* EXERCISE PROMPT *
Look through the data below, and copy each line that carries the word "eyeglasses".

Saved entries:
::::
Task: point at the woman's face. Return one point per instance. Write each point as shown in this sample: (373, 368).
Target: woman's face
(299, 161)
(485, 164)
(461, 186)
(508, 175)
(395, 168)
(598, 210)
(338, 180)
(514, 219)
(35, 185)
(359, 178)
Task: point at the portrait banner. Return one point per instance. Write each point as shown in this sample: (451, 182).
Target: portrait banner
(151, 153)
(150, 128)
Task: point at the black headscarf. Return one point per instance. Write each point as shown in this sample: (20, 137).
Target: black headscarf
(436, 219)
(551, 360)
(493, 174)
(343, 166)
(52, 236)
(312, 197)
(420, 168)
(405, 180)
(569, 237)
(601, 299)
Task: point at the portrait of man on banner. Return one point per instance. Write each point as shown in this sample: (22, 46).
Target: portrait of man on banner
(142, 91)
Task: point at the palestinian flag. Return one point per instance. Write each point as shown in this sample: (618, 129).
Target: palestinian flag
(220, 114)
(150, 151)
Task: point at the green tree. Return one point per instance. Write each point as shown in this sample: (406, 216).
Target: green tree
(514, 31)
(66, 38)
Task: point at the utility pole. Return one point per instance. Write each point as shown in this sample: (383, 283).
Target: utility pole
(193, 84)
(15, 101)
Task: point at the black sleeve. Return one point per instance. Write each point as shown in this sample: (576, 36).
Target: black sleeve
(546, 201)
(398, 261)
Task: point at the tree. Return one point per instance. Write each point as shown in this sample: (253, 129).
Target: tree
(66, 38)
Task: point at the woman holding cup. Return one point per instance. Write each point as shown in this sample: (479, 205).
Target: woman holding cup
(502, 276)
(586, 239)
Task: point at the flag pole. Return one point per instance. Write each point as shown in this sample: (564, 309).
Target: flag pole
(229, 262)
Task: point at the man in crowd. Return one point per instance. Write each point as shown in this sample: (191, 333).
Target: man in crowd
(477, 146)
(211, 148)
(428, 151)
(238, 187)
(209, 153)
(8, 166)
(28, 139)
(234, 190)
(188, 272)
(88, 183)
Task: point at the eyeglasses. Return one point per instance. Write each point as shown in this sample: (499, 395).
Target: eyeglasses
::::
* EXERCISE OUTPUT *
Task: point at the eyeglasses. Return one point per instance. Write each point as shown in this sample: (499, 395).
Target: eyeglasses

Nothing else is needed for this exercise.